> _Task brief_
Every entry has to be restated word for word.

> _Data provided_
####
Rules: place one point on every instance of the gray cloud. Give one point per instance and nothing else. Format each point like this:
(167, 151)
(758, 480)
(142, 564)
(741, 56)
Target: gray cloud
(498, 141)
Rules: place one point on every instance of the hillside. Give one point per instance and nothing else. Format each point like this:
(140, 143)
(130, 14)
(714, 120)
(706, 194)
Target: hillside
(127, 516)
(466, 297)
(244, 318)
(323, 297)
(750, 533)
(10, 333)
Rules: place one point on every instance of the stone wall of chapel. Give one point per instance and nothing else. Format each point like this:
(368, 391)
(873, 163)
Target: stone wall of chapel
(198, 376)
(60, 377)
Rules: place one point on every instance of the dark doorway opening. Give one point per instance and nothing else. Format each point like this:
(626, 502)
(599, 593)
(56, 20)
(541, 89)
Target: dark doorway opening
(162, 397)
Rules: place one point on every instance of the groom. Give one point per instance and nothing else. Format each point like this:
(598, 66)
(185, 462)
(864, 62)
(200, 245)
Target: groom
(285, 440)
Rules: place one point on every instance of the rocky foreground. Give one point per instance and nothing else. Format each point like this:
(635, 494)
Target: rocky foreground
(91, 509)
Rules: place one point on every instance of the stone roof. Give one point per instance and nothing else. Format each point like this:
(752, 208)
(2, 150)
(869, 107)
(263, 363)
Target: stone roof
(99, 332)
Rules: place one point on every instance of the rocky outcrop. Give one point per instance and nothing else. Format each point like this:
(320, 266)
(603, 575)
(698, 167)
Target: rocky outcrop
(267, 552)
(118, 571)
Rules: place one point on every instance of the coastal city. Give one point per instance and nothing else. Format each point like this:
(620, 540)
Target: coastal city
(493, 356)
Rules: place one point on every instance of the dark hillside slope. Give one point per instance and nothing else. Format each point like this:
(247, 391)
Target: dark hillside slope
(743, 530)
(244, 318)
####
> _Written solution_
Rules: place one point on every instance of the gray cloud. Give one point per instance and nothing else. Format each point like this:
(167, 151)
(758, 480)
(142, 564)
(741, 56)
Target: gray cloud
(498, 141)
Rules: place one point on every instance of the hillside. Give one point per instance and nothing else. Format each point like this:
(140, 143)
(130, 14)
(714, 120)
(706, 194)
Target: hillside
(127, 516)
(466, 297)
(244, 318)
(323, 297)
(750, 533)
(10, 333)
Rules: place one point on every instance of the stone wall of chapel. Give one point per instance and nothing else. Format each point like this:
(368, 391)
(873, 163)
Target: stone wall of chapel
(198, 376)
(60, 377)
Rules: place one point on every instance of the dark doorway opening. Give one point per instance and nothing else. Format each point like this:
(626, 502)
(599, 593)
(56, 20)
(541, 89)
Target: dark doorway opening
(162, 397)
Rules: place one point on every instance of the groom. Give one point per instance and nothing else. Format each point like this:
(598, 66)
(185, 462)
(864, 62)
(200, 245)
Target: groom
(285, 440)
Rules: place one point on every instance of the rocky foreground. Give one point per instance and nothing else. Format each point like this:
(635, 494)
Target: rocky foreground
(91, 509)
Rules: place one point on every instance of the stone roof. Give one point per instance and nothing else. Format each point like this:
(752, 208)
(2, 150)
(869, 107)
(263, 363)
Target: stone roof
(99, 332)
Rules: place one point on every instance of the rocky outcrop. Give one point per instance and nothing else. Format each point like this:
(320, 266)
(603, 575)
(698, 167)
Target: rocky outcrop
(267, 552)
(118, 571)
Rules: place one point on every instance of the coastal city. Give one point per instance and nothing else. Format each point like this:
(620, 540)
Target: coastal city
(493, 356)
Rules: place one point on every instance of the dark hillside slope. Give one point per instance and nothing else. Format each point like this:
(247, 391)
Target: dark hillside slope
(743, 530)
(244, 318)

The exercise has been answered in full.